## Data provided
▼▼▼
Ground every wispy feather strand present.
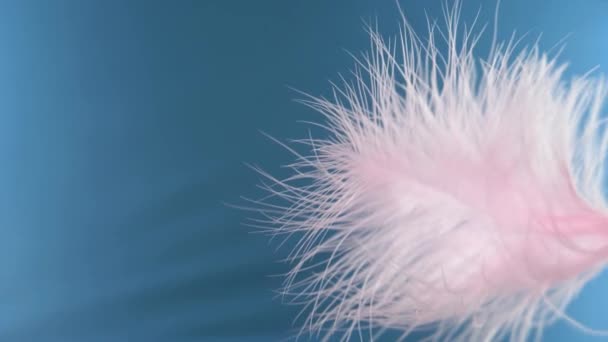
[251,5,608,341]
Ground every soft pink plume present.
[249,6,608,341]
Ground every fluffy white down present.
[251,5,608,341]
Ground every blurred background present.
[0,0,608,342]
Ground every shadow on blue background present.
[0,0,608,341]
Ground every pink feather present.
[254,5,608,341]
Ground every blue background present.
[0,0,608,342]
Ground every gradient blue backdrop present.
[0,0,608,342]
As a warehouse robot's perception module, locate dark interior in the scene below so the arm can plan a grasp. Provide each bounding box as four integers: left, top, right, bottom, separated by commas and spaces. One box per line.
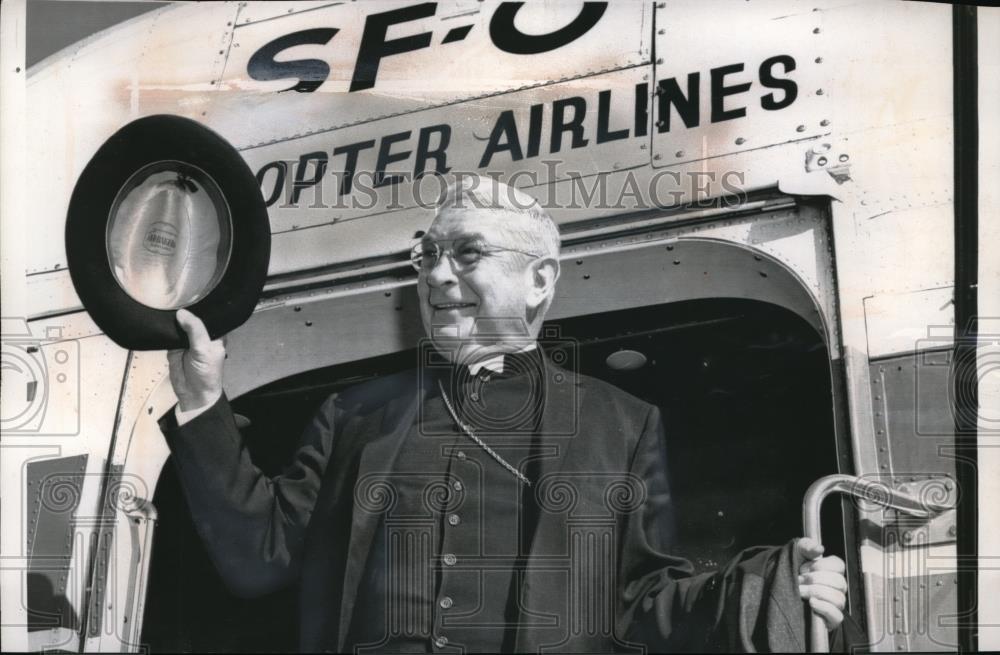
▲▲▲
## Directions for this task
Format every line of the data above as a numbered list, omitting blank lines and the picture placeholders.

## Result of the exercise
1. Ground every wispy feather strand present.
2. [251,5,608,341]
3. Ground every soft pink plume present.
4. [249,6,608,341]
5. Ground every fluffy white down present.
6. [251,5,608,341]
7. Ground every blurred background present.
8. [0,0,608,342]
9. Ground every shadow on blue background present.
10. [0,0,608,341]
11. Ground every pink feather present.
12. [254,5,608,341]
13. Ground every blue background present.
14. [0,0,608,342]
15. Ground every gradient blue backdrop present.
16. [0,0,608,342]
17. As a warehouse robot's perception module, locate dark interior in the scene below so the arm can plan a grasp. Provide each bounding box as four integers: left, top, right, bottom, separated by commas and spaces. One box per line.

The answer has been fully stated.